BAB
I
PENDAHULUAN
Akhir abad XIX atau memasuki abad XX
di Amerika berkembang sebuah aliran filsafat yang begitu besar dampaknya bagi
perkembangan negara tersebut sehingga mengubah cara pandang rakyat Amerika
salah satunya di bidang pendidikan yang disebut pragmatisme. Tokoh pragmatisme
pertama adalah Charles Sander Peirce kemudian diikuti oleh William James
kemudian terakhir adalah John Dewey.
Pragmatisme adalah suatu aliran yang
mengajarkan bahwa yang benar ialah apa yang membuktikan dirinya sebagai benar
dengan perantaraan akibat-akibatnya yang bermanfaat secara praktis. Pegangan
pragmatisme adalah logika pengamatan. Aliran ini bersedia menerima segala
sesuatu, asal saja membawa akibat yang praktis. Pengalaman-pengalaman pribadi
diterimanya asal bermanfaat.

◆ **Tugas Pengerjaan**
Tuliskan ulang seluruh bagian teks tentang pragmatisme dari "Pragmatisme adalah suatu" hingga "diterimanya asal bermanfaat.", dan ganti "bermanfaat" dengan "berguna".

◆ **Data Terkumpul**
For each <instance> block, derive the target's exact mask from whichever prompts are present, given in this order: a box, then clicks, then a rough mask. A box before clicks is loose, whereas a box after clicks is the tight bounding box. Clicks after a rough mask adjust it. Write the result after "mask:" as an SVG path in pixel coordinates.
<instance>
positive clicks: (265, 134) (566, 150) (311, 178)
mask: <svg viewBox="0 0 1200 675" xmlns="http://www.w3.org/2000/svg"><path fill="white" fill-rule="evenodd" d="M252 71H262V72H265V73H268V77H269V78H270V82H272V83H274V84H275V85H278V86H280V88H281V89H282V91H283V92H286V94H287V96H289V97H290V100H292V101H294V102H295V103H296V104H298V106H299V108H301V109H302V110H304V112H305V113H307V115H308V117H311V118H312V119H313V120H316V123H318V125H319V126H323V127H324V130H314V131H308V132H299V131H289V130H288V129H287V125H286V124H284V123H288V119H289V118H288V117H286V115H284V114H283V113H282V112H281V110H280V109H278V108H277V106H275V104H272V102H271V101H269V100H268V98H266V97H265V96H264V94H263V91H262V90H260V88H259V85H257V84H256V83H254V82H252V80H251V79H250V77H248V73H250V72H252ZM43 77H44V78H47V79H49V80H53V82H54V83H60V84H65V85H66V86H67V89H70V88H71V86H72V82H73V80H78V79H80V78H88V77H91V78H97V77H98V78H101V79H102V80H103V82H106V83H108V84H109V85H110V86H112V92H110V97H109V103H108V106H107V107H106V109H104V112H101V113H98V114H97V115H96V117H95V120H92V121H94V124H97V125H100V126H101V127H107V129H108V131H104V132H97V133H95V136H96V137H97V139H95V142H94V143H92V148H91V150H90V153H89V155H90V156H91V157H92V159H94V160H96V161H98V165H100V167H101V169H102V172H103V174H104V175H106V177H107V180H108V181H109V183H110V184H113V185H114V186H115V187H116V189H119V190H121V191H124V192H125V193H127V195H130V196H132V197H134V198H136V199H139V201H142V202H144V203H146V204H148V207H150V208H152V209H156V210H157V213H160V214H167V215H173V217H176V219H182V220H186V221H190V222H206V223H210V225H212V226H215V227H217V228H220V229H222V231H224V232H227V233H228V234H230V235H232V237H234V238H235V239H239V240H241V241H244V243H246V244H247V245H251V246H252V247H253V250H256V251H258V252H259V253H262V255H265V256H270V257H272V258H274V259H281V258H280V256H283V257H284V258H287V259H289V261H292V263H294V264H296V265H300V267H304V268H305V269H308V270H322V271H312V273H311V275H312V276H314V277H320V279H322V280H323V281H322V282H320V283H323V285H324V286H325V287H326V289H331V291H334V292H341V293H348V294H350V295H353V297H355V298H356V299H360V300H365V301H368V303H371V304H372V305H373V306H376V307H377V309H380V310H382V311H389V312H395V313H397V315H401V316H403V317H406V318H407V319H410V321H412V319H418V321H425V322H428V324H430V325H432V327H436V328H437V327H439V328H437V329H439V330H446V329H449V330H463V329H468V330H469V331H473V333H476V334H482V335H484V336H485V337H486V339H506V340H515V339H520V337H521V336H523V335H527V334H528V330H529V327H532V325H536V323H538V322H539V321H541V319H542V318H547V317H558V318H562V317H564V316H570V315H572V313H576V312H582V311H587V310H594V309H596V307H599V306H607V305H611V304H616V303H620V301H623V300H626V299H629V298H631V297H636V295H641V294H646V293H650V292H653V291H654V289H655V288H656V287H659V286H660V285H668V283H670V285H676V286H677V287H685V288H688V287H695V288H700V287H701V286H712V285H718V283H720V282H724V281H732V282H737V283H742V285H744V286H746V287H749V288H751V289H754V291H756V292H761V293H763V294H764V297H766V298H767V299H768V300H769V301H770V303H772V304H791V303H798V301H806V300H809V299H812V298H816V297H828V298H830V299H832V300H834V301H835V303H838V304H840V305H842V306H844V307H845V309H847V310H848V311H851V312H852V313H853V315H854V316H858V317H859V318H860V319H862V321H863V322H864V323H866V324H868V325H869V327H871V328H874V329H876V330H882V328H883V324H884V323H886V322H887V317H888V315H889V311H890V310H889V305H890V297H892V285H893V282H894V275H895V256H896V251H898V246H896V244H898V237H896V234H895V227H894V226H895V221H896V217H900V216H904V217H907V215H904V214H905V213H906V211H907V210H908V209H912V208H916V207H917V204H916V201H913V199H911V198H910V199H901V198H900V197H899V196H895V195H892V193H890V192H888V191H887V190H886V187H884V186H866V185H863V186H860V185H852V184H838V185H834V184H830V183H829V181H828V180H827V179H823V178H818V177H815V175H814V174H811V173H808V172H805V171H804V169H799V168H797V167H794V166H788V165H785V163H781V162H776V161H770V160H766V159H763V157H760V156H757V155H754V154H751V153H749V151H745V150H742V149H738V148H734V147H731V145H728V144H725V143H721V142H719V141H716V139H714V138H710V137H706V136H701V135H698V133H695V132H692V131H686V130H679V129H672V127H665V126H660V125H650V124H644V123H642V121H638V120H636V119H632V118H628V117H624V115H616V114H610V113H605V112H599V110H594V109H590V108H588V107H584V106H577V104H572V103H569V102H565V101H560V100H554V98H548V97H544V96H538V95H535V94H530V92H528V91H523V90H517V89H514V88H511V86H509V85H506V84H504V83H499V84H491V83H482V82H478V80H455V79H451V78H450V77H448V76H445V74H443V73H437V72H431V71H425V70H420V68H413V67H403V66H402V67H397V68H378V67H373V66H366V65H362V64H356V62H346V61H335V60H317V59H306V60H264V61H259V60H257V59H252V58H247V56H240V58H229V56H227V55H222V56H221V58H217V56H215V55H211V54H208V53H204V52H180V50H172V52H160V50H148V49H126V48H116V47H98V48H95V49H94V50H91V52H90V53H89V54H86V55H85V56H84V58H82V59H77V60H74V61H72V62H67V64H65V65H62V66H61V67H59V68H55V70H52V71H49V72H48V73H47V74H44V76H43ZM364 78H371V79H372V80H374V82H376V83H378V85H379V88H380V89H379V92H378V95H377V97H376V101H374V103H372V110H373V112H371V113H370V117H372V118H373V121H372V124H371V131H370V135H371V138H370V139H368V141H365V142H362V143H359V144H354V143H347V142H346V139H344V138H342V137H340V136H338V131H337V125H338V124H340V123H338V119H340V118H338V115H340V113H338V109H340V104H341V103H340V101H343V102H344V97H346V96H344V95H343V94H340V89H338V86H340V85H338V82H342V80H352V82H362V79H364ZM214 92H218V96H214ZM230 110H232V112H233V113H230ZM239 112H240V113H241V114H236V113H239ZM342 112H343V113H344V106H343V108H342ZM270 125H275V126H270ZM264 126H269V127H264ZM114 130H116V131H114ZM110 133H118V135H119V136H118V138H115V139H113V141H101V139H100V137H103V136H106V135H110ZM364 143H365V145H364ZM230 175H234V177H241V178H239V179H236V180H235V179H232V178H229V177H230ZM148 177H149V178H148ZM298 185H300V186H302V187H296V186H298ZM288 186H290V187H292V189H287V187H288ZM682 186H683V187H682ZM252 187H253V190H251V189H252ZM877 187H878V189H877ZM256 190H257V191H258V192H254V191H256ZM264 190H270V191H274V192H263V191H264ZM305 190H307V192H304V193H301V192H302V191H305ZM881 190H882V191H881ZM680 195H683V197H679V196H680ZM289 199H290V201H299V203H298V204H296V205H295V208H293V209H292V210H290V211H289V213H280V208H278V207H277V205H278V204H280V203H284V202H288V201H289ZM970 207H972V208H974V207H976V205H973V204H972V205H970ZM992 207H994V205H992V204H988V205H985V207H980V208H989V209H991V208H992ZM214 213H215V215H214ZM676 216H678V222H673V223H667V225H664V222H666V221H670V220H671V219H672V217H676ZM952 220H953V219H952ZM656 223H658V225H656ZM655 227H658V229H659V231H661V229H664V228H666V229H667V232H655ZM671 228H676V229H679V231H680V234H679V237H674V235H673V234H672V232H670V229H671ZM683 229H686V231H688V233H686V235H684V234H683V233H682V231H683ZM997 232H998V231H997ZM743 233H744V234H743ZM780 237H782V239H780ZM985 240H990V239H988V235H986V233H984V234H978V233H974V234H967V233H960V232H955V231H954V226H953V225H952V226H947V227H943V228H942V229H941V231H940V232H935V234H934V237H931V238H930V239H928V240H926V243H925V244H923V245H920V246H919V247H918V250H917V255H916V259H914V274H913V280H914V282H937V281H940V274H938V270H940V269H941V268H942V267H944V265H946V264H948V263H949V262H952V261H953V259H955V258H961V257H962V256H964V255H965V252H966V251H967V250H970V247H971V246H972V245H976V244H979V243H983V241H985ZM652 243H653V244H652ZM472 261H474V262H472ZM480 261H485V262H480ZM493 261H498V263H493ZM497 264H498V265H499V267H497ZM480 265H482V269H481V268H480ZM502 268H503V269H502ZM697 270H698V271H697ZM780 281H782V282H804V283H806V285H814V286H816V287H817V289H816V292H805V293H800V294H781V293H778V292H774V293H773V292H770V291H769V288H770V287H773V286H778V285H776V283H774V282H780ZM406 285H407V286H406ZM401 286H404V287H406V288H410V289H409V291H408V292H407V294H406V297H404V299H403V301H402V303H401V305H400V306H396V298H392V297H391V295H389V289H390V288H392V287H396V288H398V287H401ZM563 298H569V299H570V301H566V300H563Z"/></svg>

◆ **Ruang Jawaban**
Pragmatisme adalah suatu aliran yang
mengajarkan bahwa yang benar ialah apa yang membuktikan dirinya sebagai benar
dengan perantaraan akibat-akibatnya yang berguna secara praktis. Pegangan
pragmatisme adalah logika pengamatan. Aliran ini bersedia menerima segala
sesuatu, asal saja membawa akibat yang praktis. Pengalaman-pengalaman pribadi
diterimanya asal berguna.